======== Selected text

- The Latest
- Topics
-
About
Is tiny Rwanda the Svengali of chaos and violence in central Africa?
The Democratic Republic of Congo (DRC) could be fabulously wealthy. The estimated value of its vast untapped mineral wealth is estimated to be US$24 trillion. However, DRC is one of the world’s five poorest countries.
DRC’s eastern region, bordering Rwanda, Burundi, Uganda and Tanzania, is particularly endowed. Some of the important minerals are tin, tantalum, tungsten, gold, cobalt and copper. All are crucial for green energy.
DRC’s eastern region is not just poor – it has also known no peace for three decades. The Rwandan genocide destabilised the region and set the scene for the First Congo War. This was fought between 1996 and 1997 with Uganda, Rwanda and Burundi collaborating to topple Mobutu Sese Seko. Thousands died. The Second Congo War (1998-2003) claimed about 3 million lives with many dying from hunger and disease.

================
======== Raw data

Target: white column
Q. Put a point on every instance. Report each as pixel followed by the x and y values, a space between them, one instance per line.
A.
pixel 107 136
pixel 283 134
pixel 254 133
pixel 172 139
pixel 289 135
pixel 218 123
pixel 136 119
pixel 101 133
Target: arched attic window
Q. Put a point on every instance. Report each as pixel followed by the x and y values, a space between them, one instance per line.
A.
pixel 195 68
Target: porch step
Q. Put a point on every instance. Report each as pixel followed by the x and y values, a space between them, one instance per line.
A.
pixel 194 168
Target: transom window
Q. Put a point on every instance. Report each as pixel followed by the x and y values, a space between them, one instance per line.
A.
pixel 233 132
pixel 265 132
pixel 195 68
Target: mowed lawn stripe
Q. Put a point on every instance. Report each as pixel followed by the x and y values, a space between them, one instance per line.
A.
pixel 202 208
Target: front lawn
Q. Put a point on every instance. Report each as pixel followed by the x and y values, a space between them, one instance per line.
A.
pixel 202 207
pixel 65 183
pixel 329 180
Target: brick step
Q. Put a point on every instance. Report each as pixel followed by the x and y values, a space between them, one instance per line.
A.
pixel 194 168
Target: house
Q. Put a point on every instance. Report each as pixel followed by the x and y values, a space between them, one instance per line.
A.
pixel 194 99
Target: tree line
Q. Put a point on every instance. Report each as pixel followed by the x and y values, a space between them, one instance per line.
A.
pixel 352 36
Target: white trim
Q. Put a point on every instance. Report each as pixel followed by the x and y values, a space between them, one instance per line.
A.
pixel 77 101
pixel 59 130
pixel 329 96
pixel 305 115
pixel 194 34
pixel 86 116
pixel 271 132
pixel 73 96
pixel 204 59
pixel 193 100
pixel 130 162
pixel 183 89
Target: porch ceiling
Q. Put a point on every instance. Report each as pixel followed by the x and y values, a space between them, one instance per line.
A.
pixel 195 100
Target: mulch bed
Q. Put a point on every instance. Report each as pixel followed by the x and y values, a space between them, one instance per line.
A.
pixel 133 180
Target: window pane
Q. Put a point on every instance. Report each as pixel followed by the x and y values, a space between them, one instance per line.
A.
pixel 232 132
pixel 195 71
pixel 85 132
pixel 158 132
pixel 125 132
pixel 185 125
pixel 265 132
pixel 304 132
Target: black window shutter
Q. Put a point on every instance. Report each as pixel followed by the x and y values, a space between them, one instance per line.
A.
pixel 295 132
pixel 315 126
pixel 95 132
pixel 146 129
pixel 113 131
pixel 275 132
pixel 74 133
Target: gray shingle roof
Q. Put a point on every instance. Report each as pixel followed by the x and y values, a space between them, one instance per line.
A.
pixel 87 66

================

Write out the part of the Congo article above between "DRC’s eastern region is" and "hunger and disease.", inclusive.

DRC’s eastern region is not just poor – it has also known no peace for three decades. The Rwandan genocide destabilised the region and set the scene for the First Congo War. This was fought between 1996 and 1997 with Uganda, Rwanda and Burundi collaborating to topple Mobutu Sese Seko. Thousands died. The Second Congo War (1998-2003) claimed about 3 million lives with many dying from hunger and disease.